▸ Passage:
★ ★ ★ ★ ★
Drain TriggerRecords from the DataWriter input queue at end-run by bieryAtFnal · Pull Request #476 · DUNE-DAQ/dfmodules

bieryAtFnal · 2026-02-09T20:32:30Z

Description

Back in December, Michal reported that DFO errors were seen in data-taking runs at NP02 at end-run ("stop") time. The errors were along the lines of the following:

dfo-01: TriggerDecision 310418 didn’t complete within timeout in run 40999

We believe that these errors were the result of trying to write more data than the configured number of storage disks could handle. (The system was clogged, and the DFO didn't wait very long for the backup to clear - just 100 msec.)

A problem that was noticed when we investigated these messages is that TriggerRecords can get lost when this happens.

The changes in this PR attempt to avoid that problem by reading all TriggerRecords in the DataWriter input queue before stopping at end-run time.

This change is correlated with the following ones:

Those changes need to be merged before, or at the same time, as this one.

Here are suggested instructions for demonstrating the problem and validating the fix:

DATE_PREFIX=`date '+%d%b'`
TIME_SUFFIX=`date '+%H%M'`

#echo ""
#echo -e "\U1F535 \U2705 First, we're going to demonstrate some lost TriggerRecords and how a code change can fix that problem. \U2705 \U1F535"
#echo ""
#echo ""
#sleep 3

source /cvmfs/dunedaq.opensciencegrid.org/setup_dunedaq.sh
setup_dbt latest
dbt-create -n NFD_DEV_260209_A9 ${DATE_PREFIX}FDDevTest_${TIME_SUFFIX}
cd ${DATE_PREFIX}FDDevTest_${TIME_SUFFIX}/sourcecode

git clone https://github.com/DUNE-DAQ/daqsystemtest.git -b develop
git clone https://github.com/DUNE-DAQ/dfmodules.git -b develop
git clone https://github.com/DUNE-DAQ/fdreadoutlibs.git -b develop
git clone https://github.com/DUNE-DAQ/fdreadoutmodules.git -b develop
git clone https://github.com/DUNE-DAQ/trigger.git -b develop
git clone https://github.com/DUNE-DAQ/hsilibs.git -b develop
cd ..
★ ★ ★ ★ ★
▸ Information provided:

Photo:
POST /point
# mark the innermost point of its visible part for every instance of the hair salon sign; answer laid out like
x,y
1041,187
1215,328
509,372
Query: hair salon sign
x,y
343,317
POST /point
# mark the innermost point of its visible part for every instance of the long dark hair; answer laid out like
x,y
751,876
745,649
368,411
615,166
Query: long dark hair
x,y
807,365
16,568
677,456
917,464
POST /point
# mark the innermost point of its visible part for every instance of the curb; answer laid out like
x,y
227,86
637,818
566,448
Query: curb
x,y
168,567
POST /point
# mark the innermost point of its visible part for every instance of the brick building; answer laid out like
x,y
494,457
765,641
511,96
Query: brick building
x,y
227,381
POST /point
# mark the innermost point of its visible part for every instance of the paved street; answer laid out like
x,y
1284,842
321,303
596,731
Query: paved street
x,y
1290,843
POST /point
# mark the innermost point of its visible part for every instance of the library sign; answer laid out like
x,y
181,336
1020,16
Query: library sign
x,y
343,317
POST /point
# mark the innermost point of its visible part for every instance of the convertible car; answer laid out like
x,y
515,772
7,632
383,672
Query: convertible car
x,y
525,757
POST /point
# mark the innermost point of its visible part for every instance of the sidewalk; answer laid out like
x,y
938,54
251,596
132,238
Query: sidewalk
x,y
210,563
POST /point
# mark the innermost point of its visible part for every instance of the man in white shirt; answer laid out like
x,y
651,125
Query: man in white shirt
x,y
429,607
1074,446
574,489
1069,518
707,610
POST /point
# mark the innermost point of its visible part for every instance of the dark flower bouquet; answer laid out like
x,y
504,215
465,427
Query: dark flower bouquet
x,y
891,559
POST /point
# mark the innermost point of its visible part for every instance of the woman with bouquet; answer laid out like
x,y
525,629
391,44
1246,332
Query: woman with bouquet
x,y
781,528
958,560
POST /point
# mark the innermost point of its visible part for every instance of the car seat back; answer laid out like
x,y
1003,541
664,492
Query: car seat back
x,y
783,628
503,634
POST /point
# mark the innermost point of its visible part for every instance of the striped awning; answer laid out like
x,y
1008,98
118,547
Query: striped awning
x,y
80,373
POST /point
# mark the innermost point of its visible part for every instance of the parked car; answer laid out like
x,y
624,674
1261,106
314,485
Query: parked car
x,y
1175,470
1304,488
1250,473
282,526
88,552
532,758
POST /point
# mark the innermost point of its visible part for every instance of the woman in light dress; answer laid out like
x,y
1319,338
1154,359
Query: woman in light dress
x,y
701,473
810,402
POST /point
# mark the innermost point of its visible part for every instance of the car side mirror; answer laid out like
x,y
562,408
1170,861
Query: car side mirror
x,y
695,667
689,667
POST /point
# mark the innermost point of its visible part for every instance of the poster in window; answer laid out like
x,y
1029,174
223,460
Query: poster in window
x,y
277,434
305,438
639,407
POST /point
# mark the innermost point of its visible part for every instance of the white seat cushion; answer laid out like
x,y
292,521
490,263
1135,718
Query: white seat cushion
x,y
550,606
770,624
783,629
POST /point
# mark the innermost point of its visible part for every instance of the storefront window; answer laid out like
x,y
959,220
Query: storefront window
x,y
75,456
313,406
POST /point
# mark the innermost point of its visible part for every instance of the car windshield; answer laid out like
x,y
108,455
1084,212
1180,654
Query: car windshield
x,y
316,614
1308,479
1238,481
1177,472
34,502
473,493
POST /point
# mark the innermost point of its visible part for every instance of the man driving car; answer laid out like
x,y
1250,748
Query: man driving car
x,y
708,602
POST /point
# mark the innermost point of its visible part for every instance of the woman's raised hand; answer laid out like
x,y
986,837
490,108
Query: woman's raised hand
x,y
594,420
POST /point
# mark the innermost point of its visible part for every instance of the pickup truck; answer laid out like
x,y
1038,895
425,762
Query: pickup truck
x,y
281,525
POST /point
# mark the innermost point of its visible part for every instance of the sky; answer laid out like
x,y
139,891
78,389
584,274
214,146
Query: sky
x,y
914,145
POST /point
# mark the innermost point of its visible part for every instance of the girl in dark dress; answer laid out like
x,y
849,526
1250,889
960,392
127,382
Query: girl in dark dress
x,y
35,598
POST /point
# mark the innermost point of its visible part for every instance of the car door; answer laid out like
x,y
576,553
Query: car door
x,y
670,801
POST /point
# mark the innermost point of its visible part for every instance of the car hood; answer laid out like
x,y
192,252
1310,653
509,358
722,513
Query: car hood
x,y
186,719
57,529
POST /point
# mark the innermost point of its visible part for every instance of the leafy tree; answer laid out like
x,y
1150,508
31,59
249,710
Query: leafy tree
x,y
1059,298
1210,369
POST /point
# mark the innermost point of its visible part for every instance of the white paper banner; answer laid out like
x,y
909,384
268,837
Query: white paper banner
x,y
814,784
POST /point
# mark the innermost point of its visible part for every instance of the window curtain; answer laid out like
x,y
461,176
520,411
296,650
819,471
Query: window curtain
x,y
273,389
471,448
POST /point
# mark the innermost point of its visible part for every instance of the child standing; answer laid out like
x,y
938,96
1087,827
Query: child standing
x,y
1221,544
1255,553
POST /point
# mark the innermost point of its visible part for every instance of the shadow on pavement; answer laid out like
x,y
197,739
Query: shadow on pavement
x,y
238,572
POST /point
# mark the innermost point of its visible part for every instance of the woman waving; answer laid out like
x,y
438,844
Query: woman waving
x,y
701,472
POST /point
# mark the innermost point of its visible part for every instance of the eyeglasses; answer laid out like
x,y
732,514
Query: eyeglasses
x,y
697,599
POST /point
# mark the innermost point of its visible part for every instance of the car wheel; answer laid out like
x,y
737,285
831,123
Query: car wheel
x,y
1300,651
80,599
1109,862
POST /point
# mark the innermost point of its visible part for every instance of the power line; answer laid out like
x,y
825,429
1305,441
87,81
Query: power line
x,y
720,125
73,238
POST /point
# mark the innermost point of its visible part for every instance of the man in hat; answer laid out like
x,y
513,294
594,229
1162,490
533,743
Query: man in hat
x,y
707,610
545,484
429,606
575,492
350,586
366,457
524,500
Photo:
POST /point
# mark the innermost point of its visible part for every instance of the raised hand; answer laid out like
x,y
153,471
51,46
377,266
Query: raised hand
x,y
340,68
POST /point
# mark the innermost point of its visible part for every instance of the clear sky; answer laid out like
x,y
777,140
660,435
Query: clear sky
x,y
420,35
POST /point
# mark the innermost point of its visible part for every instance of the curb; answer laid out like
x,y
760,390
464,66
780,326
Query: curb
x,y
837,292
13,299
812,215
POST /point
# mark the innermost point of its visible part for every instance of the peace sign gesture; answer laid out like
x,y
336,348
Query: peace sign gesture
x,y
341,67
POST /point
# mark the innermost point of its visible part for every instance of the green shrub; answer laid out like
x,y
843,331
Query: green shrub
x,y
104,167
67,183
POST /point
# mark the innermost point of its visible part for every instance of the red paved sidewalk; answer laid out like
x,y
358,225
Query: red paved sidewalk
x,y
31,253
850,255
★ ★ ★ ★ ★
▸ What you have to do: Continue the pull request text above about draining TriggerRecords at end-run, starting right after its last line.

▸ Response for this exercise:
sed -i 's/m_file_handle->write(tr);/usleep(1250000);\n    m_file_handle->write(tr);/' sourcecode/dfmodules/plugins/HDF5DataStore.hpp

sed -i 's,<attr name="busy_threshold" type="s32" val="4"/>,<attr name="busy_threshold" type="s32" val="8"/>,' sourcecode/daqsystemtest/config/daqsystemtest/moduleconfs.data.xml 
sed -i 's,<attr name="free_threshold" type="s32" val="3"/>,<attr name="free_threshold" type="s32" val="7"/>,' sourcecode/daqsystemtest/config/daqsystemtest/moduleconfs.data.xml 

dbt-workarea-env
dbt-build -j 12
dbt-workarea-env

daqconf_set_connectivity_service_port local-1x1-config config/daqsystemtest/example-configs.data.xml
daqconf_set_rc_controller_port local-1x1-config config/daqsystemtest/example-configs.data.xml

export TRACE_FILE=$DBT_AREA_ROOT/log/${USER}_dunedaq.trace
daqconf_set_session_env_var local-1x1-config config/daqsystemtest/example-configs.data.xml TRACE_FILE $TRACE_FILE

mkdir -p rundir
cd rundir

drunc-unified-shell ssh-standalone config/daqsystemtest/example-configs.data.xml local-1x1-config ${USER}-local-test boot wait 2 conf wait 2 start --run-number 101 wait 3 enable-triggers wait 10 disable-triggers wait 2 drain-dataflow wait 2 stop-trigger-sources stop scrap terminate

egrep -i 'error|warning' log*.txt

echo ""
echo -e "\U1F535 \U2705 Note that the DFO complains about TriggerDecisions that didn't complete in time (in the logfile messages shown above). \U2705 \U1F535"
echo ""
echo ""
sleep 3

HDF5LIBS_TestDumpRecord test_raw_run000101_*.hdf5 | grep trigger_number

echo ""
echo -e "\U1F535 \U2705 Note that one (or more) of the TriggerRecord mentioned in the DFO errors is missing from the raw data file (as shown above). \U2705 \U1F535"
echo ""
echo ""
sleep 3

cd ../sourcecode
git clone https://github.com/DUNE-DAQ/iomanager.git -b eflumerf/AddDataPending
git clone https://github.com/DUNE-DAQ/ipm.git -b eflumerf/AddDataPending

cd dfmodules
git stash
git checkout kbiery/DataWriterProcessAllEventsAtStop
git stash pop
cd ../../

dbt-workarea-env
dbt-build -j 12
dbt-workarea-env
cd rundir

drunc-unified-shell ssh-standalone config/daqsystemtest/example-configs.data.xml local-1x1-config ${USER}-local-test boot wait 2 conf wait 2 start --run-number 102 wait 3 enable-triggers wait 10 disable-triggers wait 2 drain-dataflow wait 2 stop-trigger-sources stop scrap terminate

egrep -i 'error|warning' log*.txt

echo ""
echo -e "\U1F535 \U2705 Note that, with the modified code in 3 repos, the DFO still complains about TriggerDecisions that didn't complete in time (in the logfile messages shown above). \U2705 \U1F535"
echo ""
echo ""
sleep 3

HDF5LIBS_TestDumpRecord test_raw_run000102_*.hdf5 | grep trigger_number

echo ""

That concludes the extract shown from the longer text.